§ Object point labels
========

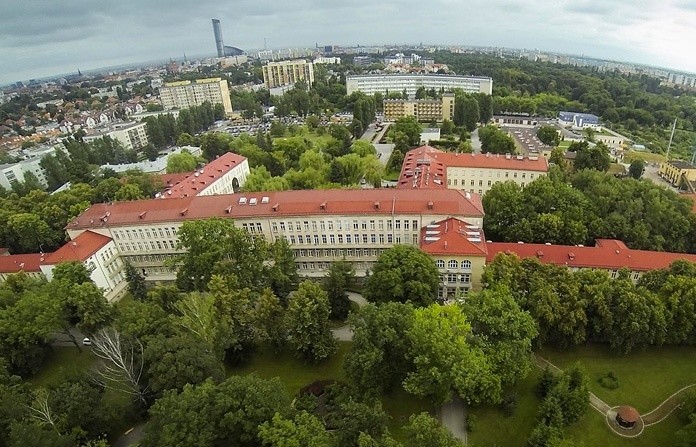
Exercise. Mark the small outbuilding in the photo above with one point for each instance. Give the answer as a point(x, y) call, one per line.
point(627, 417)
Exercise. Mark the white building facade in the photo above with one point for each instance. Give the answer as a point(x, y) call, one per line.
point(397, 83)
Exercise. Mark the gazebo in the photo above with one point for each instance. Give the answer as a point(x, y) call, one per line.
point(627, 417)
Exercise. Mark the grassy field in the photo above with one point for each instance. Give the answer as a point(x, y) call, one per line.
point(646, 378)
point(295, 374)
point(493, 428)
point(62, 362)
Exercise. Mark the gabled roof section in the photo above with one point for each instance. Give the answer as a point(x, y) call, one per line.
point(607, 254)
point(79, 249)
point(453, 237)
point(21, 263)
point(386, 201)
point(198, 181)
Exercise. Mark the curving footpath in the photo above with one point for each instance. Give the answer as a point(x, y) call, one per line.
point(655, 416)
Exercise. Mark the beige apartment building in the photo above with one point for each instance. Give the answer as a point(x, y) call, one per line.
point(425, 110)
point(184, 94)
point(284, 73)
point(321, 226)
point(427, 167)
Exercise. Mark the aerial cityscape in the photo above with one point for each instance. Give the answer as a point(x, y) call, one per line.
point(399, 224)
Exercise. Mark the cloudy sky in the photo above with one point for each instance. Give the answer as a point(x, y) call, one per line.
point(42, 38)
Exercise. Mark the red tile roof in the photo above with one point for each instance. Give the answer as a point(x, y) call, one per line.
point(426, 166)
point(283, 203)
point(79, 249)
point(421, 169)
point(19, 263)
point(693, 200)
point(607, 254)
point(196, 182)
point(453, 237)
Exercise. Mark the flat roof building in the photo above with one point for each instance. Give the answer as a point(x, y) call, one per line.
point(397, 83)
point(284, 73)
point(429, 168)
point(185, 94)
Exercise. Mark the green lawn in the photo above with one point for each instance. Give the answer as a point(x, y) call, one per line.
point(493, 429)
point(592, 430)
point(295, 374)
point(646, 378)
point(60, 363)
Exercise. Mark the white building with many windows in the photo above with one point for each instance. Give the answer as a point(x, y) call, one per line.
point(397, 83)
point(184, 94)
point(321, 226)
point(431, 168)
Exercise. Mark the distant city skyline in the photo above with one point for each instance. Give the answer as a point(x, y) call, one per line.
point(60, 37)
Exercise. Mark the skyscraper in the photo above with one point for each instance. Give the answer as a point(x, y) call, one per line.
point(218, 38)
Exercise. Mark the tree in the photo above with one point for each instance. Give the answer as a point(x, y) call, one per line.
point(636, 168)
point(172, 362)
point(307, 323)
point(121, 366)
point(269, 315)
point(403, 273)
point(503, 331)
point(136, 282)
point(338, 279)
point(549, 135)
point(423, 429)
point(181, 162)
point(378, 360)
point(444, 360)
point(591, 157)
point(304, 430)
point(217, 246)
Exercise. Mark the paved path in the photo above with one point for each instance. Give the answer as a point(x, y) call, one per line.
point(453, 416)
point(658, 414)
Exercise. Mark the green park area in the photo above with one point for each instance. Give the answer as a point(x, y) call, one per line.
point(645, 379)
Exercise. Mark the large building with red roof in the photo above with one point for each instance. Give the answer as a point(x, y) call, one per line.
point(224, 175)
point(428, 167)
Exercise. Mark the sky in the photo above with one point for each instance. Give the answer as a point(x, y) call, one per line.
point(40, 38)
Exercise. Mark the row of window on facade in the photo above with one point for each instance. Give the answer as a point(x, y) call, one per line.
point(338, 253)
point(145, 233)
point(341, 225)
point(144, 246)
point(360, 266)
point(453, 264)
point(356, 239)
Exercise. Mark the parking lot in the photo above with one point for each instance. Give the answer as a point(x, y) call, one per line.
point(526, 140)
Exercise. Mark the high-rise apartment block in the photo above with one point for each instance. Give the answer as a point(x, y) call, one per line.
point(423, 109)
point(397, 83)
point(184, 94)
point(279, 74)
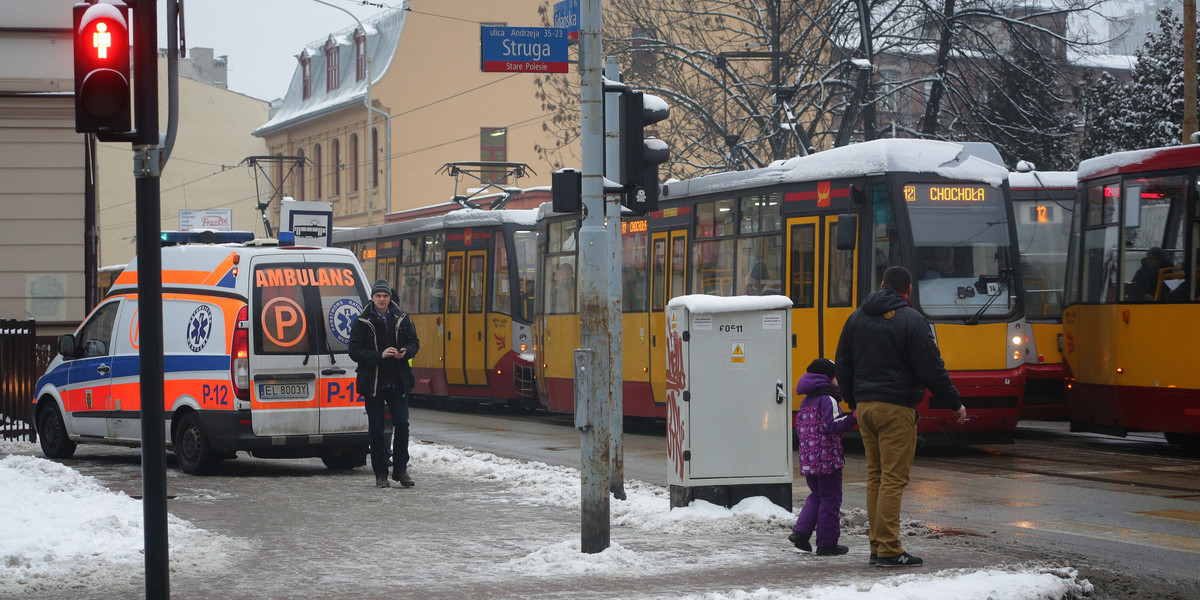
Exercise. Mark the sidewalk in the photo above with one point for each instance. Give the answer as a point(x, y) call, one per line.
point(480, 526)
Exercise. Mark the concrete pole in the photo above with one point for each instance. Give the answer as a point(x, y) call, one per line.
point(612, 216)
point(594, 359)
point(1189, 70)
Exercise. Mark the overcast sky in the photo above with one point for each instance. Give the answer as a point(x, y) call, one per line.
point(262, 37)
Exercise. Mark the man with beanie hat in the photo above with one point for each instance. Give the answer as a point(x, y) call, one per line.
point(886, 360)
point(383, 340)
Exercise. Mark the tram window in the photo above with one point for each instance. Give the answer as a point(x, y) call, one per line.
point(525, 256)
point(411, 250)
point(803, 265)
point(841, 273)
point(475, 282)
point(1153, 234)
point(1101, 269)
point(760, 214)
point(658, 275)
point(433, 282)
point(634, 281)
point(409, 288)
point(1102, 204)
point(759, 265)
point(678, 265)
point(714, 219)
point(712, 268)
point(561, 299)
point(502, 294)
point(887, 238)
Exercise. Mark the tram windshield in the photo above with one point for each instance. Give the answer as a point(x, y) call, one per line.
point(1043, 227)
point(525, 264)
point(961, 247)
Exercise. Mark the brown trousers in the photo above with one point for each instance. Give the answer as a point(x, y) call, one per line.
point(889, 441)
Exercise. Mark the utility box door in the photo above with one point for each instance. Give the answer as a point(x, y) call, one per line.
point(737, 418)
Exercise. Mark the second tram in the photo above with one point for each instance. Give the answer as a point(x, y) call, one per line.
point(466, 279)
point(937, 208)
point(1042, 207)
point(1131, 327)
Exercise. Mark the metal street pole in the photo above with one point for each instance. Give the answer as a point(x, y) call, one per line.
point(597, 310)
point(612, 216)
point(1189, 70)
point(147, 165)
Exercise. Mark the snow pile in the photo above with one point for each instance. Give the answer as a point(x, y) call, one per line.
point(1060, 583)
point(64, 531)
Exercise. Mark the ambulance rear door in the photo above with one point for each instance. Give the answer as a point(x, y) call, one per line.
point(303, 306)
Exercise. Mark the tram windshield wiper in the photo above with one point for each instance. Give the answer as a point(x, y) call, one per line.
point(1003, 286)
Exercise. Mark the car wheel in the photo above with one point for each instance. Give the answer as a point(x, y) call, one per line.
point(192, 448)
point(52, 432)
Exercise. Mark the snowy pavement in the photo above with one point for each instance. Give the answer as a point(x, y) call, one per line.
point(475, 526)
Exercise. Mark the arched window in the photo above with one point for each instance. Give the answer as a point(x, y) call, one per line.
point(333, 67)
point(318, 192)
point(335, 167)
point(354, 162)
point(375, 157)
point(305, 76)
point(360, 55)
point(300, 174)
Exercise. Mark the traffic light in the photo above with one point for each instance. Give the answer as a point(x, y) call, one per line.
point(102, 67)
point(641, 156)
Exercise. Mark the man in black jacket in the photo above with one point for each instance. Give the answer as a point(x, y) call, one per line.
point(886, 360)
point(382, 342)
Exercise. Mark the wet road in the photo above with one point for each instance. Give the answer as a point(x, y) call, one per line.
point(1126, 513)
point(1127, 507)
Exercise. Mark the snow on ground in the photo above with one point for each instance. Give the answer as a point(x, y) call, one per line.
point(60, 531)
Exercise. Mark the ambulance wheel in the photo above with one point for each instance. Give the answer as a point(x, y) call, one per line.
point(343, 460)
point(192, 449)
point(53, 433)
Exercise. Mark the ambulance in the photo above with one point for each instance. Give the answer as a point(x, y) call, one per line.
point(256, 359)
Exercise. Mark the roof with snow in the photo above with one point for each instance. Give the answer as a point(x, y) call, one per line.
point(383, 35)
point(967, 162)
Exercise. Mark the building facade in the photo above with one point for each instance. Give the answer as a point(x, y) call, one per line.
point(430, 106)
point(208, 168)
point(47, 181)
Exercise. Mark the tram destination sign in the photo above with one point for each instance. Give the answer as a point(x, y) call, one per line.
point(522, 49)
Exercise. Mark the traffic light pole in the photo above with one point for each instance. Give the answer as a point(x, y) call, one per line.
point(147, 165)
point(597, 311)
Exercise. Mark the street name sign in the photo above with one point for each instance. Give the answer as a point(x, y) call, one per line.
point(522, 49)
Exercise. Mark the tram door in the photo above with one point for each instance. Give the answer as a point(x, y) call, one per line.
point(455, 327)
point(475, 323)
point(821, 285)
point(669, 270)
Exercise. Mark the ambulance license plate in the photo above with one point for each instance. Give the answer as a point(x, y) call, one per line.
point(282, 390)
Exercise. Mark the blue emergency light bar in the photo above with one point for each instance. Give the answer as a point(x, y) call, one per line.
point(204, 237)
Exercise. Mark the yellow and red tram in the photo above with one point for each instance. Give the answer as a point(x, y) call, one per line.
point(1131, 327)
point(466, 279)
point(923, 204)
point(1042, 207)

========

§ PROMPT
Take the part that opens with the line containing "Exercise. Mark the traffic light in" and closes with the line containing "point(382, 342)", and write it out again with "black jacket" swapped for "gray jacket". Leave everything else in those lines unchanged.

§ COMPLETED TASK
Exercise. Mark the traffic light in the photo above with one point for each instance. Give the answer as a point(x, y) call, one per line.
point(102, 67)
point(641, 156)
Exercise. Mark the man in gray jacket in the photo above with one point for each instance. Give the answer as a point(x, y) call, one per line.
point(886, 360)
point(382, 342)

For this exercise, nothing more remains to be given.